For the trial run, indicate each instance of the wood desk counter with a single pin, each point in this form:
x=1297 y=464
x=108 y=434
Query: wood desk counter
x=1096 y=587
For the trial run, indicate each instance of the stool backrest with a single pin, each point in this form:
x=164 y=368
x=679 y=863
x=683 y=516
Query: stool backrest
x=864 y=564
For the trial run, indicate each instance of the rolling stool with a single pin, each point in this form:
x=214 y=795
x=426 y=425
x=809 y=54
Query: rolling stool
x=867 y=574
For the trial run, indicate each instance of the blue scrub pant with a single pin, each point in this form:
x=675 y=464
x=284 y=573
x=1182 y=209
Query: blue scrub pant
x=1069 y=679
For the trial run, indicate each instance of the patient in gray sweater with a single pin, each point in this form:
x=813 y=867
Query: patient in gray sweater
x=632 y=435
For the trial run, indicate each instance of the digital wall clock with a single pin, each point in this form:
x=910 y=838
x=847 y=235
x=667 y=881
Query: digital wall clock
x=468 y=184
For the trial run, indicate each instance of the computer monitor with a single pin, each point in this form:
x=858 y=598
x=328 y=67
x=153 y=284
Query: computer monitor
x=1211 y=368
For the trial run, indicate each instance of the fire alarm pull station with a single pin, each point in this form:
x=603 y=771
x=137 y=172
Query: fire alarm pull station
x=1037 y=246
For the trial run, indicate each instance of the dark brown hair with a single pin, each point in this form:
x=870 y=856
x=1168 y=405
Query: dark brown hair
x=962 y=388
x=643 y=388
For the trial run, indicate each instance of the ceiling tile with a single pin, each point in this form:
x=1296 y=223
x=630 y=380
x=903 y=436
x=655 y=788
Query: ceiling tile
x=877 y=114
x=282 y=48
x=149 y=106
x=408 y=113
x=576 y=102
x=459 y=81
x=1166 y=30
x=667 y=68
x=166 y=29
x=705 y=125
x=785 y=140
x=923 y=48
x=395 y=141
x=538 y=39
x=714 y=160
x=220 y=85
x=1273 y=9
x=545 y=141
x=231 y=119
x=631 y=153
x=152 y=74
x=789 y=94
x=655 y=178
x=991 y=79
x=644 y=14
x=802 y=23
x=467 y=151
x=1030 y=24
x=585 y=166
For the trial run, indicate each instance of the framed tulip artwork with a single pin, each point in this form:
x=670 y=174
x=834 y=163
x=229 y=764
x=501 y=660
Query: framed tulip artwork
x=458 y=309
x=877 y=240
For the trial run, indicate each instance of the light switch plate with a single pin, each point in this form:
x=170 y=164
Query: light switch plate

____________________

• WORK TO COMPLETE:
For each line shown above, write an exact copy.

• ANSWER TO THIS TASK:
For the trial run, indicate each instance of the wood desk counter with a single pin, each point in this form:
x=1297 y=464
x=108 y=434
Query: wood desk counter
x=1096 y=587
For the trial run, indicate each instance of the stool backrest with a single pin, each point in this form:
x=164 y=368
x=679 y=863
x=683 y=516
Query: stool backrest
x=864 y=564
For the trial run, indicate each instance of the rolling stool with a single pin, each point in this form:
x=214 y=795
x=426 y=425
x=809 y=54
Query: rolling stool
x=867 y=574
For the trial run, indicate each instance of the blue scrub pant with a single pin, each point in this form:
x=675 y=464
x=284 y=573
x=1182 y=209
Query: blue scrub pant
x=1069 y=679
For the trial run, indicate each instance of the patient in gray sweater with a single pin, each point in this form:
x=813 y=867
Query: patient in gray sweater
x=632 y=435
For the trial run, indicate each instance of the digital wall clock with a single pin, each point in this form:
x=910 y=838
x=847 y=235
x=667 y=881
Query: digital wall clock
x=468 y=184
For the trial run, indicate each instance of the computer monitor with a single pin, each point in this form:
x=858 y=598
x=328 y=67
x=153 y=284
Query: computer monitor
x=1211 y=368
For the trial run, indicate each instance of the fire alarm pull station with a single pin, each point in this form:
x=603 y=771
x=137 y=172
Query: fire alarm pull station
x=1037 y=246
For the trial run, indicate each instance of the dark brown hair with a single pin, each point in this form:
x=870 y=856
x=1168 y=405
Query: dark brown hair
x=962 y=388
x=643 y=388
For the trial run, indicate each instance of the ceiling tile with a single pin, each point in this form:
x=1296 y=223
x=630 y=380
x=903 y=436
x=655 y=788
Query: ceiling tile
x=877 y=114
x=282 y=48
x=149 y=106
x=408 y=113
x=576 y=102
x=459 y=81
x=1166 y=30
x=667 y=68
x=166 y=29
x=705 y=125
x=785 y=140
x=923 y=48
x=395 y=141
x=538 y=39
x=714 y=160
x=220 y=85
x=1273 y=9
x=545 y=141
x=231 y=119
x=631 y=153
x=152 y=74
x=789 y=94
x=655 y=178
x=991 y=79
x=644 y=14
x=802 y=23
x=467 y=151
x=1030 y=24
x=585 y=166
For the trial run, indicate each instance of the framed tulip artwork with a single pin, each point in this form:
x=670 y=174
x=834 y=163
x=229 y=764
x=501 y=660
Query: framed tulip artwork
x=458 y=309
x=877 y=240
For the trial run, indicate each instance of the light switch plate with a single pin, each point in this form:
x=170 y=164
Query: light switch plate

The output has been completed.